» **Input material**:
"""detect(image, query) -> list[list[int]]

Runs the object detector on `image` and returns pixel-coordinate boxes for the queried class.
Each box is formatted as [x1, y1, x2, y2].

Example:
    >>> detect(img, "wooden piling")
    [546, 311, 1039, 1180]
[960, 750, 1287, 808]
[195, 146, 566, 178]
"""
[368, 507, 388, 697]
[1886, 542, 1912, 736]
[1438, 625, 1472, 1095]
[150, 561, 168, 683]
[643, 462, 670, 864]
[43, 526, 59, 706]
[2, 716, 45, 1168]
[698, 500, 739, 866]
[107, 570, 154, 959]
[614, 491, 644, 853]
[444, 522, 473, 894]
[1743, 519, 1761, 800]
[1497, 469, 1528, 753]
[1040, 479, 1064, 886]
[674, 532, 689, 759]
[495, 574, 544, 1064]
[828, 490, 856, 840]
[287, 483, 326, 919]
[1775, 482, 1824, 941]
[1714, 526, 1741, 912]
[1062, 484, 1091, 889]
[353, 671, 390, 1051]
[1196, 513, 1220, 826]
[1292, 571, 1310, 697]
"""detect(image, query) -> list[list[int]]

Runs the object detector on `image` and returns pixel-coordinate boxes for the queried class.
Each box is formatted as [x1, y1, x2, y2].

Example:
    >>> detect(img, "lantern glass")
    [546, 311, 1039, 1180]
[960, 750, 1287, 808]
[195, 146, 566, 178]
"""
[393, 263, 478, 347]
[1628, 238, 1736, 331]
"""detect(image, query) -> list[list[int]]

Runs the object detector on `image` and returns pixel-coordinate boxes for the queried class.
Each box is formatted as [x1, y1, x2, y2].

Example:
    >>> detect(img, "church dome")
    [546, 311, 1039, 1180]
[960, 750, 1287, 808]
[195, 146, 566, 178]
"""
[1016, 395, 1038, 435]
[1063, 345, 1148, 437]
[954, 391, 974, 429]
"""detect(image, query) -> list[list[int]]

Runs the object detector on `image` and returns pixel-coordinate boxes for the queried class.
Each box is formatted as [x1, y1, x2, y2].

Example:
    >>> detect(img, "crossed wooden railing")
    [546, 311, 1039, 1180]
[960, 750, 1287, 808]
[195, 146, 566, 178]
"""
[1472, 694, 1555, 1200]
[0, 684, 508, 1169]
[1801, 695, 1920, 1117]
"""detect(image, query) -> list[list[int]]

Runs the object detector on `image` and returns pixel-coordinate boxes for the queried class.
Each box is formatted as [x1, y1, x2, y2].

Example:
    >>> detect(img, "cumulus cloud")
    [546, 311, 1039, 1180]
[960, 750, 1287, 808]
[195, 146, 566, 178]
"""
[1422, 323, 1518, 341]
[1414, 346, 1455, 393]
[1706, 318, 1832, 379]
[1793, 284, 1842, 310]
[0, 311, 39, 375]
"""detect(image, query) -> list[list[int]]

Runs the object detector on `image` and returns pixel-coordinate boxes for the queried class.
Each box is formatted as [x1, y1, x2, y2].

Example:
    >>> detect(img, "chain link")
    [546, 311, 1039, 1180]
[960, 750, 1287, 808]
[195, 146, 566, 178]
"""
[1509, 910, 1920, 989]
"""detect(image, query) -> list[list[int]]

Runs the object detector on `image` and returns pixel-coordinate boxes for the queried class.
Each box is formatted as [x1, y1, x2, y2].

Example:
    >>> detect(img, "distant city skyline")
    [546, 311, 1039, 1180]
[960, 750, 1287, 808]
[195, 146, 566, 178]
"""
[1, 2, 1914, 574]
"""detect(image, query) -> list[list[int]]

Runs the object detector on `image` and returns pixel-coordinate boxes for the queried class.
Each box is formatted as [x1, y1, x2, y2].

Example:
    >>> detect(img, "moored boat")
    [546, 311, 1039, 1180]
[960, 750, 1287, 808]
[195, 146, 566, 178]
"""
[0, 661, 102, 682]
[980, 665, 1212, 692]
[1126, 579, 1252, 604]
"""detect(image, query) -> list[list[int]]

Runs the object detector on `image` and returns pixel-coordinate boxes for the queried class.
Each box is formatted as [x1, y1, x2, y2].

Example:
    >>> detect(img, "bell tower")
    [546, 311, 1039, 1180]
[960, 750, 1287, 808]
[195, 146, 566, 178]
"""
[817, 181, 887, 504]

» **Your goal**: Retype the complete listing exactly.

» **Response to this task**:
"""detect(image, query) -> list[list[int]]

Runs the object detector on `image` and returns pixel-coordinate boxes for the queried class.
Each box is formatted as [x1, y1, x2, y2].

Example:
    >>> detect(img, "wooden piling")
    [546, 311, 1039, 1180]
[960, 750, 1287, 808]
[195, 146, 566, 178]
"""
[368, 507, 388, 697]
[1886, 542, 1912, 736]
[1438, 625, 1472, 1095]
[150, 561, 168, 683]
[643, 462, 670, 864]
[43, 526, 59, 706]
[2, 716, 45, 1168]
[698, 500, 739, 866]
[107, 570, 154, 959]
[614, 491, 644, 853]
[444, 522, 473, 894]
[1743, 519, 1761, 800]
[1497, 469, 1528, 753]
[1040, 479, 1064, 886]
[674, 532, 689, 759]
[495, 574, 544, 1064]
[828, 490, 856, 840]
[287, 483, 326, 919]
[1775, 482, 1824, 941]
[1714, 526, 1741, 912]
[1062, 484, 1091, 889]
[353, 671, 390, 1051]
[1196, 513, 1220, 826]
[1292, 571, 1310, 697]
"""detect(image, query) -> list[list[int]]

Runs the object detector on `image` and returns pixel-coordinate boxes for the queried class.
Each box is formatted as [x1, y1, x2, y2].

Example:
    >>> detect(img, "lantern glass")
    [546, 311, 1039, 1180]
[960, 750, 1287, 808]
[195, 146, 566, 178]
"""
[393, 263, 478, 347]
[1628, 238, 1736, 331]
"""detect(image, query) -> list[list[int]]

Runs the object detector on `image` and returns pixel-coordinate boxes for the queried class.
Each box is formatted as [x1, y1, x2, y2].

Example:
    >>> detect(img, "church dome")
    [546, 311, 1039, 1180]
[960, 750, 1287, 808]
[195, 146, 566, 178]
"""
[1016, 395, 1038, 435]
[1063, 345, 1148, 437]
[954, 391, 974, 429]
"""detect(image, query) -> list[list[int]]

Runs the object detector on `image` and returns pixel-coordinate boxes for the queried class.
Each box is formatted as [x1, y1, x2, y2].

Example:
    >>> detect(img, "crossed wooden railing")
    [546, 311, 1039, 1180]
[960, 750, 1287, 808]
[195, 146, 566, 178]
"""
[1472, 694, 1555, 1200]
[0, 684, 508, 1169]
[1801, 695, 1920, 1117]
"""detect(image, query) -> list[list[int]]

Runs the object detector on `image` and returns pixel-coordinate boxes for the queried class.
Each box is formatted as [x1, y1, x2, y2].

Example:
    >>> detect(img, "cumulus cloud")
    [546, 311, 1039, 1180]
[960, 750, 1287, 808]
[195, 146, 566, 178]
"""
[1422, 323, 1518, 341]
[1414, 346, 1455, 393]
[1706, 318, 1832, 379]
[1793, 284, 1842, 310]
[0, 311, 39, 375]
"""detect(image, query) -> list[list[int]]

Runs the object detector on `image` and returns pixel-coordinate boxes for the queried class.
Each box is formatted as [x1, y1, x2, y2].

Example:
    >>> detect(img, "chain link")
    [546, 311, 1039, 1180]
[960, 750, 1287, 808]
[195, 146, 566, 178]
"""
[1509, 910, 1920, 989]
"""detect(image, query) -> list[list[int]]

Runs the object detector on `image` and returns pixel-coordinate boxes for the queried class.
Each box is formatted as [x1, y1, x2, y2].

Example:
    >>> detect(img, "distant city skyline")
    [546, 311, 1039, 1180]
[960, 750, 1287, 808]
[195, 146, 566, 178]
"""
[1, 2, 1914, 574]
"""detect(image, query) -> list[list[int]]

Runs the object detector on `image` and returns pixel-coordinate boxes for the queried class.
Each box is formatted as [x1, y1, x2, y2].

Example:
    >>> detect(img, "moored boat")
    [546, 311, 1039, 1180]
[960, 750, 1287, 808]
[195, 146, 566, 178]
"""
[0, 661, 102, 682]
[980, 665, 1212, 692]
[1126, 579, 1252, 604]
"""detect(image, query) -> list[list[int]]

Runs the object detector on `image` and returns pixel-coordinate boxes for the queried class.
Each box is formatted as [x1, y1, x2, y2].

Example:
    >>> detect(img, "bell tower")
    [546, 311, 1039, 1180]
[960, 750, 1287, 808]
[195, 146, 566, 178]
"""
[817, 181, 887, 504]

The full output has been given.